▶ _Leestekst_
□ □ □ □

RECHTBANK MAASTRICHT
Datum uitspraak : 7 augustus 2012
Zaaknummer : 173323 / HA RK 12-192
De meervoudige kamer belast met de behandeling van wrakingszaken
in de zaak
Verzoeker,
geboren te Kabul (Afghanistan),
wonend te Sittard, gemeente Sittard-Geleen,
advocaat mr. S.F.J. Smeets te Amsterdam,
indiener van een verzoek dat strekt tot wraking van:
de meervoudige strafkamer bestaande uit mr. C.M.W. Nobis, mr. G. Dijkshoorn-Sleebe en mr. M.B. Bax, rechters belast met de behandeling van jeugdstrafzaken bij deze rechtbank (hierna: (de leden van) de meervoudige strafkamer).
1.Het verloop van de procedure
Op 19 juli 2012 is tijdens de behandeling ter terechtzitting van de strafzaak tegen verzoeker als verdachte, door zijn raadsman een verzoek tot wraking van de meervoudige strafkamer ingediend.
De gronden van het verzoek tot wraking zijn vastgelegd in het door de voorzitter en de griffier van de meervoudige strafkamer opgemaakte proces-verbaal dat zich bij de stukken bevindt.

□ □ □ □

▶ _Doelen_
A) Beantwoord over de uitspraak over het wrakingsverzoek:
(i) Op welke datum is de uitspraak gedaan?
(ii) In welke plaats is de advocaat van de verzoeker gevestigd?
(iii) Op welke datum is het verzoek tot wraking ingediend?
B) Schrijf de uitspraak over het wrakingsverzoek verder, aansluitend op de laatste zin.

▶ _Geëxtraheerde gegevens_
□ □ □ □

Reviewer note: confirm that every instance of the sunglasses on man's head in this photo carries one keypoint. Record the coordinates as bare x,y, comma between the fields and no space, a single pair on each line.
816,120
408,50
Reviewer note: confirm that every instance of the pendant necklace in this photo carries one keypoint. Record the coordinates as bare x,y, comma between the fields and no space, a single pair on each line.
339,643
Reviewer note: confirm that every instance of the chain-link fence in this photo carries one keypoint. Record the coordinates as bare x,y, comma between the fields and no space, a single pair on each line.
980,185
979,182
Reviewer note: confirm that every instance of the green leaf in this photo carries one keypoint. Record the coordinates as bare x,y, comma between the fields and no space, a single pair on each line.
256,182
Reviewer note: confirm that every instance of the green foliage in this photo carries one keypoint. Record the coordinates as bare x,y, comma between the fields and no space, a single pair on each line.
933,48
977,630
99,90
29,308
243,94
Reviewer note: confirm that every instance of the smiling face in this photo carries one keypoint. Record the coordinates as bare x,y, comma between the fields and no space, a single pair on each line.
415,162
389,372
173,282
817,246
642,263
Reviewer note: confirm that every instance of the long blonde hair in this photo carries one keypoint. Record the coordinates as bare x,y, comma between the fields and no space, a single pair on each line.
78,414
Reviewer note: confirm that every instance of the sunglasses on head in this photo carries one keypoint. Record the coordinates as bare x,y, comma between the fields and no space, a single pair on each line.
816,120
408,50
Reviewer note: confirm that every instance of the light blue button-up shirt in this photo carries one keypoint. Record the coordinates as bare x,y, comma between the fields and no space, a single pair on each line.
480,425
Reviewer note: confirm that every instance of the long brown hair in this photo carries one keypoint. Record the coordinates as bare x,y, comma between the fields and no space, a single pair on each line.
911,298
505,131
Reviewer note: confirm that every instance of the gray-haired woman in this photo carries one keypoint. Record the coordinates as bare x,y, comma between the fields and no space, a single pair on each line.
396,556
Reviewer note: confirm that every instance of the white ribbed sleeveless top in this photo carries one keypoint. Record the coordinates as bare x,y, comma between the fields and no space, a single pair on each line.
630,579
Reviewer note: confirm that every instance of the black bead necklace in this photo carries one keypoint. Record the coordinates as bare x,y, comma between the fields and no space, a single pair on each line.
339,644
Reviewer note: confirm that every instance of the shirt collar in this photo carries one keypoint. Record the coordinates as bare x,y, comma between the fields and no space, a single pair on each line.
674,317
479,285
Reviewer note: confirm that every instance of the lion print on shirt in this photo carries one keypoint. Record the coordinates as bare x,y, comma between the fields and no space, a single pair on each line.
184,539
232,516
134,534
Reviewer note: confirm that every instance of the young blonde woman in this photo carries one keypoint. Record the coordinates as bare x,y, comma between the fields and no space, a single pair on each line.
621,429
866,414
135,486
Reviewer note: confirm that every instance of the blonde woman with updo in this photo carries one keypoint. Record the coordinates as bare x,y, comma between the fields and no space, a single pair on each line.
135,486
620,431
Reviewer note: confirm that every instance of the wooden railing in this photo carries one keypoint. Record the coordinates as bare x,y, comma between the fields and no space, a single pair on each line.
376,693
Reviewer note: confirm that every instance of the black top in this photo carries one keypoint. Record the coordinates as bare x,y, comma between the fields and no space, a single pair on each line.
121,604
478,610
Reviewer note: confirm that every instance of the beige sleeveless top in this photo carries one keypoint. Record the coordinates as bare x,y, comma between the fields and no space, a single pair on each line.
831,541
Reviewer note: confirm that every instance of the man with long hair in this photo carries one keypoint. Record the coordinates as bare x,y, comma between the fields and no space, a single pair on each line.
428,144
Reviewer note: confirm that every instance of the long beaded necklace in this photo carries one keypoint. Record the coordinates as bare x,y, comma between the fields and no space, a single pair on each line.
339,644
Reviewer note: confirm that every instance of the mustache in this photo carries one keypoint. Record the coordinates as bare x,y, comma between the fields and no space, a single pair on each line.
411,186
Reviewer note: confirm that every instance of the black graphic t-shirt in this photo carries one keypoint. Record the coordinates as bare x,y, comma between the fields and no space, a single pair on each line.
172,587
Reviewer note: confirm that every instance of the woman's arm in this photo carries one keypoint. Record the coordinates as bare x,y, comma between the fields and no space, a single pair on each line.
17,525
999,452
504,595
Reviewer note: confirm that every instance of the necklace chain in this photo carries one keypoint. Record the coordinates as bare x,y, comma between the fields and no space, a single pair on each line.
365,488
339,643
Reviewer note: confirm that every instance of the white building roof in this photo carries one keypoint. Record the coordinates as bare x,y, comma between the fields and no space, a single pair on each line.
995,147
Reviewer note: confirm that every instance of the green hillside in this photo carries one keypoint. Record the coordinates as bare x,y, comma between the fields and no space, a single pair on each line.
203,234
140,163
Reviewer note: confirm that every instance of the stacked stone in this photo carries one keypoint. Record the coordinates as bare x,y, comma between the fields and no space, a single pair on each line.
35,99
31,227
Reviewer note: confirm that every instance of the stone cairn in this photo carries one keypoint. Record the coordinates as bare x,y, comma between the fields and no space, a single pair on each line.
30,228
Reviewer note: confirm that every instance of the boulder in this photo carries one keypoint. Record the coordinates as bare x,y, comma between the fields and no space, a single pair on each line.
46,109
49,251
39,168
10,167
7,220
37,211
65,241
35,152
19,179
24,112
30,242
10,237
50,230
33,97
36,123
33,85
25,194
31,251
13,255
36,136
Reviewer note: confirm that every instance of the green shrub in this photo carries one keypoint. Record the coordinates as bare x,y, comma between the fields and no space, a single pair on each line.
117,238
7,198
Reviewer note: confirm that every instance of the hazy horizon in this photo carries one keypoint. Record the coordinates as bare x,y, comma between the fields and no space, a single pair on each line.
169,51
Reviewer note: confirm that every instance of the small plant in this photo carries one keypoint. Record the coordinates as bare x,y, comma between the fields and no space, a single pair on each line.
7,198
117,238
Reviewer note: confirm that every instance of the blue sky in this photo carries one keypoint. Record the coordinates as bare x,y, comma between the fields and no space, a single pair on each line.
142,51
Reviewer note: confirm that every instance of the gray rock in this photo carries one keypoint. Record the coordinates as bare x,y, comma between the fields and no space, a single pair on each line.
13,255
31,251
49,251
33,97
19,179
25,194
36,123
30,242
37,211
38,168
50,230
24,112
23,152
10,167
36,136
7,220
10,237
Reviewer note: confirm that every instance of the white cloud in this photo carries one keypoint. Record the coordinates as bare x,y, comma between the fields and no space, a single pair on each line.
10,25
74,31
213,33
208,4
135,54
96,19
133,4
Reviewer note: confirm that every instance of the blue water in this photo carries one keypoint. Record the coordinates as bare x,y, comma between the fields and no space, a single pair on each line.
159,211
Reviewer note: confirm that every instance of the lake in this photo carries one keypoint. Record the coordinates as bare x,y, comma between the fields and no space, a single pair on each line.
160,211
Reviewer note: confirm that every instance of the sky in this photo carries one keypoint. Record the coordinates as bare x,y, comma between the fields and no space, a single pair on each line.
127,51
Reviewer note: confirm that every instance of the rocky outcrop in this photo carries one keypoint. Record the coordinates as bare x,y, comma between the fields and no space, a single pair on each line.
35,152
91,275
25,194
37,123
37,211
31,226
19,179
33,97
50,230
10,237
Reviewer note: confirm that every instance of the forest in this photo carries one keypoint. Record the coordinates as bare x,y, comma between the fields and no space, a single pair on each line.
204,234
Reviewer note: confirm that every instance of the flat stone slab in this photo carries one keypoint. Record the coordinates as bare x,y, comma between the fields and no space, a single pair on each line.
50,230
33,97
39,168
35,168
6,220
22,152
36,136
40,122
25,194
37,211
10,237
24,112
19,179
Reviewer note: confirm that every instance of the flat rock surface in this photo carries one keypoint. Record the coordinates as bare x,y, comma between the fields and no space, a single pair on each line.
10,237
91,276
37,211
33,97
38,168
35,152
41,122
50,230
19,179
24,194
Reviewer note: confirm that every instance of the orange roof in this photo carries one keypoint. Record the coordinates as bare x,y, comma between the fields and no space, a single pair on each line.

□ □ □ □

▶ _Antwoorden hieronder_
A)
(i) 7 augustus 2012
(ii) Amsterdam
(iii) 19 juli 2012

B)
De leden van de meervoudige strafkamer hebben op 23 en 26 juli 2012 de wrakingskamer schriftelijk bericht niet in de wraking te berusten, waarbij mr. Nobis en mr. Bax de wrakingskamer schriftelijk hun zienswijze hebben doen toekomen.
Mr. Dijkshoorn-Sleebe en mr. Bax hebben kenbaar gemaakt, daar waar mogelijk gehoord te willen worden.
Ter zitting achter gesloten deuren van de wrakingskamer van 31 juli 2012 zijn verschenen mr. Smeets, namens verzoeker, mr. Dijkshoorn-Sleebe, mr. Bax, en de officier van justitie mr. A. Kemp.
Mr. Smeets heeft namens verzoeker het wrakingsverzoek, onder overlegging van een pleitnotitie, nader toegelicht.
Mr. Dijkshoorn-Sleebe en mr. Bax hebben hun standpunt toegelicht. Door mr. Kemp is de zienswijze van het openbaar ministerie verwoord, waarbij is geconcludeerd tot afwijzing van het verzoek.
De wrakingskamer heeft vervolgens bepaald dat op 7 augustus 2012 uitspraak zal worden gedaan.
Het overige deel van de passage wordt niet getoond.